(Requirement): Transcribe the article on ultra-thin displays from "Returning back to" to "demands, added Wu.".

(Quoted text):
-----

In order to create light and ultra-thin ultra-mobile devices, panel makers are looking to thin down their LCD and touch displays to as small a mere 0.1mm, which is a major task. In addition, when ultra-thin, transparent and flexible OLED panel technology becomes more common, mobile device designers will be able to utilize the thin panels to look even more different.
Speaking at the recent DTF 2012 Ultra Mobile & Ecosystem Forum, AU Optronics (AUO) vice president & mobile product career group general manager, Wu Dagang, first played a short film depicting the future of display technology applications. In the film, a group of students sitting at an outdoor and discussing academics. One of students takes out a display device that resembles a transparent plastic plate. Not only can the device display clear images and videos, it is also flexible and bendable. A burst of wind then blows the display device together with a pile of paper to the ground; however, because of its thin, flexible and tough material, the device doesn't break. Another student comes to the intersection on a bicycle where the device has flown to, picks it up, clicks on the panel GPS's navigation option and gets directions. This is the new generation of flexible displays that AUO would like to introduce.
Returning back to his presentation, Wu talked about handsets and how they compare with present ones, saying that handsets were invented only 20 years ago and were as large as a kettle, whereas today, they can be held and controlled with one hand and can easily fit into a pocket. When a device's limitation has been changed, its technology creates many new demands, added Wu.

-----

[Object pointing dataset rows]
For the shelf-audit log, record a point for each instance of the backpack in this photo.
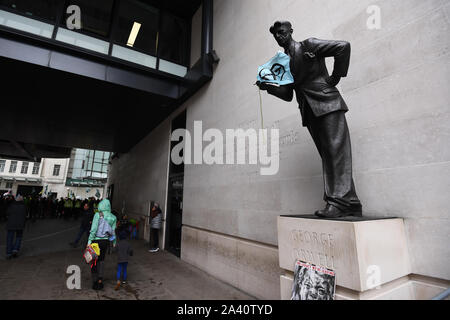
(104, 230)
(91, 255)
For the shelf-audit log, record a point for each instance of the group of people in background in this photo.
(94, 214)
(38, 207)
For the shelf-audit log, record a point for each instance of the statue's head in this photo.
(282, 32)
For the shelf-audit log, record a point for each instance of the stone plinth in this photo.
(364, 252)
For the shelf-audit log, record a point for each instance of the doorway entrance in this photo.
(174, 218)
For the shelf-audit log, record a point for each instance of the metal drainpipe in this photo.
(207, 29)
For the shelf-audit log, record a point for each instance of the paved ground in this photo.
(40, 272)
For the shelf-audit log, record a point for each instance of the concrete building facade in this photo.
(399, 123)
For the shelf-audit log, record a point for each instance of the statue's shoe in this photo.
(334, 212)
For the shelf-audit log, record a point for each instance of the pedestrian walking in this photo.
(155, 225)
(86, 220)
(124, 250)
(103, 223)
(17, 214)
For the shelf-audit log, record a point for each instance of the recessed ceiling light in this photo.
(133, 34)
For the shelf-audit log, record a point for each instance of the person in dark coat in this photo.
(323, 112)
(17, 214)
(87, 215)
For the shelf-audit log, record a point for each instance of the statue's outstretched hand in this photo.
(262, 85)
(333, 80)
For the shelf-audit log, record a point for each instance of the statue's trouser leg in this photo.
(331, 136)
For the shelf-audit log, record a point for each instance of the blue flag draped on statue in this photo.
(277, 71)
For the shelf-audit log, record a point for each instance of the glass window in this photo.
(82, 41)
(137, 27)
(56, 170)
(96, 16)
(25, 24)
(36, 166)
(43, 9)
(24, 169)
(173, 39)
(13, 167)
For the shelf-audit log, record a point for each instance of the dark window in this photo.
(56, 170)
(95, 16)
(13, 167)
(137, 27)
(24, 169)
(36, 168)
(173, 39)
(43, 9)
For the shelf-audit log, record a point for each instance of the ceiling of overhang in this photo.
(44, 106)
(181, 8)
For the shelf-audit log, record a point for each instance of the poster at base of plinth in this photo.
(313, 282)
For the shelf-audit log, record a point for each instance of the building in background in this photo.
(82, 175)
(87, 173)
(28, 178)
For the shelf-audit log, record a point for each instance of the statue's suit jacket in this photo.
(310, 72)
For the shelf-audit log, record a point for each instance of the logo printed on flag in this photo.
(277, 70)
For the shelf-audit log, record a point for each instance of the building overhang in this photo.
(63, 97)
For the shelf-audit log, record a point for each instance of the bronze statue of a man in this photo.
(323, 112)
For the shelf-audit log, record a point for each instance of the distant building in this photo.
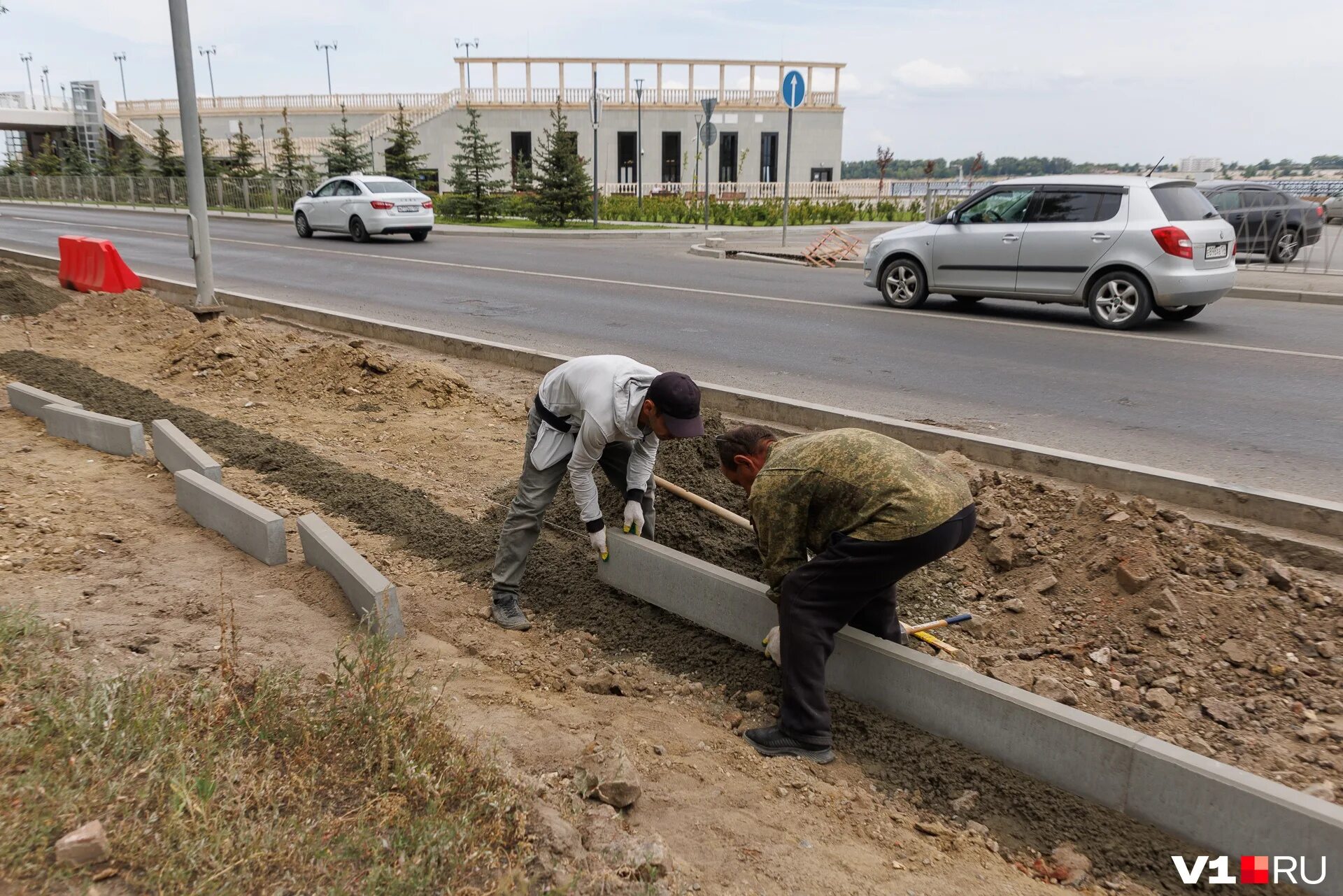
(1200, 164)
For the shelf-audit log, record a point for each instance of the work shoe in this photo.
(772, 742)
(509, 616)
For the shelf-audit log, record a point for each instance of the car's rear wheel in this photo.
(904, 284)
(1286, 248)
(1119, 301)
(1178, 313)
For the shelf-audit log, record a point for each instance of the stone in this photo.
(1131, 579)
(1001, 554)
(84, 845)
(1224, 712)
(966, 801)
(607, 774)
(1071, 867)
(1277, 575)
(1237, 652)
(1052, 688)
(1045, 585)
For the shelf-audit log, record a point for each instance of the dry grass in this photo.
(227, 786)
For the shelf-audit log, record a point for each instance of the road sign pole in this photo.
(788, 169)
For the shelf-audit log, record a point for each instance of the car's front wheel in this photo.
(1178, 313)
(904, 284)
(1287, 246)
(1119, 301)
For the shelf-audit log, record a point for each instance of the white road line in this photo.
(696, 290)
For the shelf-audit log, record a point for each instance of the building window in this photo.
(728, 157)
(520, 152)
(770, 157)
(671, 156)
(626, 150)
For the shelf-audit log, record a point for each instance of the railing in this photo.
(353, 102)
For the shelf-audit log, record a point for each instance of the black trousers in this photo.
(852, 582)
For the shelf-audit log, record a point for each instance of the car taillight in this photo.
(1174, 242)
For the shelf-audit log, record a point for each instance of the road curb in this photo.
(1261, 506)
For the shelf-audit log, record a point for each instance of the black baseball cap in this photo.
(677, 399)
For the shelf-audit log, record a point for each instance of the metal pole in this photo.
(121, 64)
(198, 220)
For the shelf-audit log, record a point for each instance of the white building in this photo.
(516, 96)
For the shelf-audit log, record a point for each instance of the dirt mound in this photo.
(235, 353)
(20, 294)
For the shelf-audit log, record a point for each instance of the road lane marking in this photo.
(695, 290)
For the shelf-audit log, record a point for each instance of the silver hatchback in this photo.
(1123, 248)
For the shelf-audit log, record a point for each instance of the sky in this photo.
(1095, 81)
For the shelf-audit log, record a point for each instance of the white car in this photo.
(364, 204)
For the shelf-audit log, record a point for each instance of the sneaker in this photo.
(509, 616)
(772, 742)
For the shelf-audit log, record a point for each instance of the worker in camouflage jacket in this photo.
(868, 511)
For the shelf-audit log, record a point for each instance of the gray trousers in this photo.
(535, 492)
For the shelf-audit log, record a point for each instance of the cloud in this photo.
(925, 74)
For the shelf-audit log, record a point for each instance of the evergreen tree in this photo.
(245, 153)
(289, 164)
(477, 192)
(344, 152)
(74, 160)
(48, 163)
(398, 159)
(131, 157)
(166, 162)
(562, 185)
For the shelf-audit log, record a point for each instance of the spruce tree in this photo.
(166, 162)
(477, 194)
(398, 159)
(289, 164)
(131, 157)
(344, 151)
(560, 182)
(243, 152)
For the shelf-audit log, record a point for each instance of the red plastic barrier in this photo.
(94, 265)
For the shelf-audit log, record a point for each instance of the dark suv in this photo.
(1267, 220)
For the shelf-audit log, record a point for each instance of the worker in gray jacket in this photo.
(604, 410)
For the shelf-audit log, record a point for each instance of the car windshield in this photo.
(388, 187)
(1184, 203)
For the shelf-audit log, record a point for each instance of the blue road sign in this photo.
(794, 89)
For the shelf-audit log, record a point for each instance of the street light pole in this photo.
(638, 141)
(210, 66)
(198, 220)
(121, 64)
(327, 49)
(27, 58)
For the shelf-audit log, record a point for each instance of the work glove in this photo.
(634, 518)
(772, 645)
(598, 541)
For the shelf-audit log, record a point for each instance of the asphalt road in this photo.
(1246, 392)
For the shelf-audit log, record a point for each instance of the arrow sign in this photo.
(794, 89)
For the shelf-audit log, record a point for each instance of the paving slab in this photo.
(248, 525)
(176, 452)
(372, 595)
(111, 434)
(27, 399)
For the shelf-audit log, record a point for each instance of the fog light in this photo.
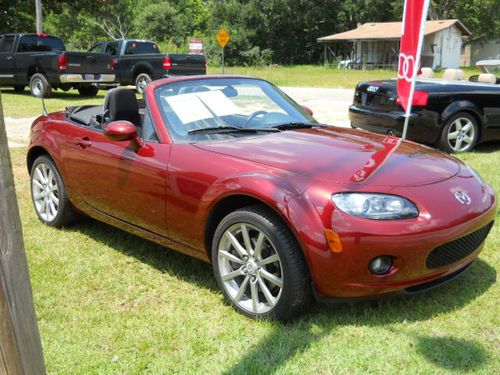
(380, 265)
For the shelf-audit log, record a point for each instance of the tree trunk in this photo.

-----

(Final answer):
Returning back to his presentation, Wu talked about handsets and how they compare with present ones, saying that handsets were invented only 20 years ago and were as large as a kettle, whereas today, they can be held and controlled with one hand and can easily fit into a pocket. When a device's limitation has been changed, its technology creates many new demands, added Wu.